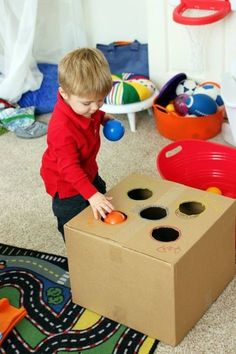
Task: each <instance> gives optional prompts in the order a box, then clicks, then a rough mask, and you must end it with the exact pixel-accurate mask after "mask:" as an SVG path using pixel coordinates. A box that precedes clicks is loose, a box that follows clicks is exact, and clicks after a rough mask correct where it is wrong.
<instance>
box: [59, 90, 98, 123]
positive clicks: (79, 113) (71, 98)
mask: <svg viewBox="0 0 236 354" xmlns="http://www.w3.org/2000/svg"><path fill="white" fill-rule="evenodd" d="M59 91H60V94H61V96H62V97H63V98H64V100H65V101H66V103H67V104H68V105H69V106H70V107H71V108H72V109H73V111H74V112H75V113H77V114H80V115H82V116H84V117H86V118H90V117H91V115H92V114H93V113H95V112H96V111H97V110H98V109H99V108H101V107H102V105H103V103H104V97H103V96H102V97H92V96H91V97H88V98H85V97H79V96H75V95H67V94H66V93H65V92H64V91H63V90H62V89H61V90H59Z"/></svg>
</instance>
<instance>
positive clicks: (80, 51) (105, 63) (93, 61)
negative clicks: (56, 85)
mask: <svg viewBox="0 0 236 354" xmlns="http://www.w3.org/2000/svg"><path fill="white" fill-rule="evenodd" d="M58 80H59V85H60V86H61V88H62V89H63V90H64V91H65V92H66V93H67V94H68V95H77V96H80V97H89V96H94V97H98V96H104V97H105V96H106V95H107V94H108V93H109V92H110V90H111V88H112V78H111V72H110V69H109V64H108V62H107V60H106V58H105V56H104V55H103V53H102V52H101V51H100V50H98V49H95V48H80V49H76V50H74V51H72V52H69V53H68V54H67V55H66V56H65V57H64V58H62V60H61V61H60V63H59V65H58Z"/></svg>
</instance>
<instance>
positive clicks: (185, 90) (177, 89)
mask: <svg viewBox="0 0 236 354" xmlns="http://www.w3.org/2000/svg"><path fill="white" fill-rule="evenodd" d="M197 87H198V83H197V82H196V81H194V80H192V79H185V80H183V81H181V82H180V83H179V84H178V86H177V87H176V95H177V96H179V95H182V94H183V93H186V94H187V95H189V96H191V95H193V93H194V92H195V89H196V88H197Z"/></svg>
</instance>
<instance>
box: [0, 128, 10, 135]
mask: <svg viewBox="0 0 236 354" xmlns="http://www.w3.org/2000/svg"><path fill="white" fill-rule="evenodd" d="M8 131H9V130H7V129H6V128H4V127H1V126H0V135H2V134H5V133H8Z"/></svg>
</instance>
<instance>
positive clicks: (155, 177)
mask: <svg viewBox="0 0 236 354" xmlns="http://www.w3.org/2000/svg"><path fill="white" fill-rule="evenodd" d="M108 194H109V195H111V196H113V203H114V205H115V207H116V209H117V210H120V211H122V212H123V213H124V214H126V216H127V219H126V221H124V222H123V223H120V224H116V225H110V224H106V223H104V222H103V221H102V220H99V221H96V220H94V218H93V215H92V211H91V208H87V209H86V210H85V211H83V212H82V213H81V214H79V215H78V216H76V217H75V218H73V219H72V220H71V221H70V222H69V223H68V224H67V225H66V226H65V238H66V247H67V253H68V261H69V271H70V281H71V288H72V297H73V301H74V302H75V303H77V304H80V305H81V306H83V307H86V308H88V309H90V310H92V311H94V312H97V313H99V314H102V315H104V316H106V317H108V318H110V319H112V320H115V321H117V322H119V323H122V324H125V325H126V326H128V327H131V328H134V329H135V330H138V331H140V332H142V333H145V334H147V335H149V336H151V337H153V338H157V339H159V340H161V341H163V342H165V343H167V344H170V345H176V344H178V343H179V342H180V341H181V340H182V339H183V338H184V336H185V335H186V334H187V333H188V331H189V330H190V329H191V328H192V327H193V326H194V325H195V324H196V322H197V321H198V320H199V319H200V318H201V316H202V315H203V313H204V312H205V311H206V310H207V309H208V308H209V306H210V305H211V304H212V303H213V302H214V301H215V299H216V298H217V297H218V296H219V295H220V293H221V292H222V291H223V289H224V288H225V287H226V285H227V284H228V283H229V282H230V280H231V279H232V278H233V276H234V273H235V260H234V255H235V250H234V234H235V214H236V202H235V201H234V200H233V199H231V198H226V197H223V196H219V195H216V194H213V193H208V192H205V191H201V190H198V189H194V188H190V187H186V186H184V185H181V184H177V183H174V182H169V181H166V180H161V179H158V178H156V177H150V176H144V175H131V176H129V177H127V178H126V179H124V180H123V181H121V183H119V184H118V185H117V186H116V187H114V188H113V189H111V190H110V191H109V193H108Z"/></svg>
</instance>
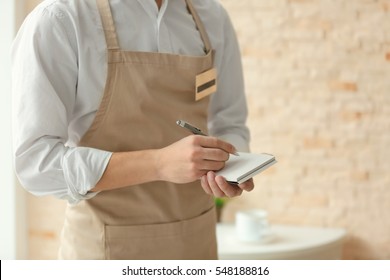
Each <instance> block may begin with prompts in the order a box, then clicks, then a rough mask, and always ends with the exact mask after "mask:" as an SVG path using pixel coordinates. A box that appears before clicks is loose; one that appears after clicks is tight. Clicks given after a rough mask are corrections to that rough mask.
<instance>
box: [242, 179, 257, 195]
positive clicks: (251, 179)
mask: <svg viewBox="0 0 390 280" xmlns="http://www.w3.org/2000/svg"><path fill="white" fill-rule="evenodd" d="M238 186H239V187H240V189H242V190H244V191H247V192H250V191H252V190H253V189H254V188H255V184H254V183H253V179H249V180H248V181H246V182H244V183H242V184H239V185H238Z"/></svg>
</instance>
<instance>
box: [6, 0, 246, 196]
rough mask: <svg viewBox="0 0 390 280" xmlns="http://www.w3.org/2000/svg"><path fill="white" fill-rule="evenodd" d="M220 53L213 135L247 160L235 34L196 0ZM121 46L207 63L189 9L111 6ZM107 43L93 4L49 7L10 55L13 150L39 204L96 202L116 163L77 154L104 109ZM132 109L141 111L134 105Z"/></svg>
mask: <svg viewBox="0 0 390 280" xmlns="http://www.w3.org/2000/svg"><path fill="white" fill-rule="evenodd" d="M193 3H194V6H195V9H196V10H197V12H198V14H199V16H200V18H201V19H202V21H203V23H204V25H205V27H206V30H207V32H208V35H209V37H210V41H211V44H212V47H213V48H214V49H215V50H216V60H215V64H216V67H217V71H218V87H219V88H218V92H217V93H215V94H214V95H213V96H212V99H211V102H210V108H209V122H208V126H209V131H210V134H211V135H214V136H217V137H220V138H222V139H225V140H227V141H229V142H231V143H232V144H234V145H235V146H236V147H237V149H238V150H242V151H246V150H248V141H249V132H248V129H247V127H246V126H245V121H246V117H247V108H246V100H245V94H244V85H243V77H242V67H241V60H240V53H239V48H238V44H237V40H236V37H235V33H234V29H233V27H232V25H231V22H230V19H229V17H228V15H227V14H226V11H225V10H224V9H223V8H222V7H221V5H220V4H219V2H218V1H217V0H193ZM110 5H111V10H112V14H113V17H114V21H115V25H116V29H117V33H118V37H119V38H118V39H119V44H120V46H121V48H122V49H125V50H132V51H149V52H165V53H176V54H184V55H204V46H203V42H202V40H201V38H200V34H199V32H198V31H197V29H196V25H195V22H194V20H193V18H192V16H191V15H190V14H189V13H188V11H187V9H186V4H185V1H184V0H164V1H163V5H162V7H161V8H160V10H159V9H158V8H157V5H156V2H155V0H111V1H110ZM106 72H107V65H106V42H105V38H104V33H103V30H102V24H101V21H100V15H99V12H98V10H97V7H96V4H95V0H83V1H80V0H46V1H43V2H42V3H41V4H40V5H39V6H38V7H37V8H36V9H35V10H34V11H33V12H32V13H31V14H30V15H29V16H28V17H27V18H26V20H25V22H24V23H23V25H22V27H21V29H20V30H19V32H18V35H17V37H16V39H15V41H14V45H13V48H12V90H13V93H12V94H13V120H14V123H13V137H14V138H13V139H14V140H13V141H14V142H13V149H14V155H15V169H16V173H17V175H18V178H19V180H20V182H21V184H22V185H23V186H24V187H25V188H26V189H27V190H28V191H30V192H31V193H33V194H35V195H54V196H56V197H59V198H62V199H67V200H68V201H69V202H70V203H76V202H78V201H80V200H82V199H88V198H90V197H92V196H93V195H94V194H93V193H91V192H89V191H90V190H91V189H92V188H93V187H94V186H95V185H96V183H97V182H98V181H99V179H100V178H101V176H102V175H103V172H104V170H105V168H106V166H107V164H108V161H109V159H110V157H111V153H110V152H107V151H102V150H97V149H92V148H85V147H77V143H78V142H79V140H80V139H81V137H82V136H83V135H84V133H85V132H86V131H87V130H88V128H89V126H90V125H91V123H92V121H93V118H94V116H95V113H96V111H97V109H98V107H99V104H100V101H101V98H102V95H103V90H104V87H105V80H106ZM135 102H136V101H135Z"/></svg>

# [Task description]
Turn the data from its start through the line holding "positive clicks: (79, 113) (71, 98)", inclusive, into a numbered list, skipping any blank lines and leaving out the pictures.

# [Written solution]
1. Task: each <instance> gives optional prompts in the order a box, then clicks, then a rough mask, and you must end it with the exact pixel-accurate mask after "mask:" as an SVG path using pixel coordinates. A box that precedes clicks is loose, a box that follows clicks is exact, and clicks after a rough mask correct where it is wrong.
2. <instance>
3. box: [59, 90, 98, 123]
4. positive clicks: (79, 113) (71, 98)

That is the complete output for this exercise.